-- Begin Page --
John Sigvard "Ole" Olsen (November 6, 1892 – January 26, 1963) was an American vaudevillian and comedian.

Biography
Olsen was married twice. He had four children with his first wife, Lillian Clem: John Charles, Robert Clem, Joy, and Moya. They were later divorced. His son, Robert died of miliary tuberculosis at age 2; son J. C., an actor, died by suicide in 1956. Moya married William P. Lear of Learjet fame in 1942. Ole was involved in a serious automobile accident in 1950 and recuperated at the Lear home. In June 1961 Ole married Eileen Maria Osthoff, a dancer and choreographer he had known for eight years.

Olsen's ambition was to make people laugh. He is remembered for the quote, "May you live as long as you laugh, and laugh as long as you live", which are cited on his headstone. Olsen died in Albuquerque, New Mexico at the age of 70 of a kidney ailment, and is interred in Palm Desert Memorial in Las Vegas, Nevada, in a grave adjoining that of Chic Johnson.
-- End Page --
Tasks to carry out:
1. Name the children Olsen had with Lillian Clem, as listed in the Ole Olsen biography.
2. From the Ole Olsen biography, transcribe the passage between "Olsen's ambition was" and "of Chic Johnson.", inclusive.
These entries come from a separate source.
-- Begin Stored rows --
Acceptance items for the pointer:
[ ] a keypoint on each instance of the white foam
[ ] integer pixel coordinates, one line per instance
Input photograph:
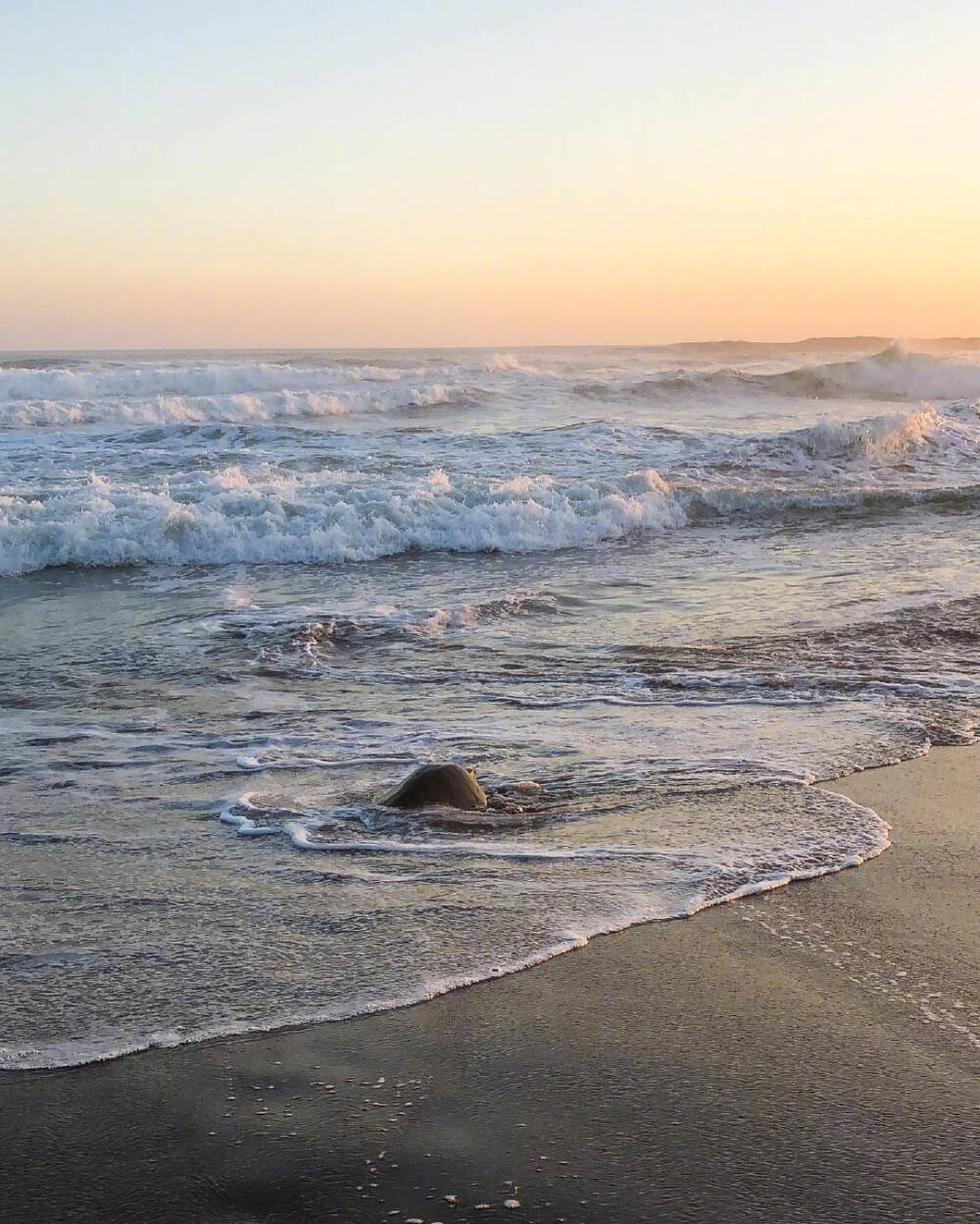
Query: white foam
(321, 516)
-- End Stored rows --
Responses per task:
1. John Charles, Robert Clem, Joy, Moya

2.
Olsen's ambition was to make people laugh. He is remembered for the quote, "May you live as long as you laugh, and laugh as long as you live", which are cited on his headstone. Olsen died in Albuquerque, New Mexico at the age of 70 of a kidney ailment, and is interred in Palm Desert Memorial in Las Vegas, Nevada, in a grave adjoining that of Chic Johnson.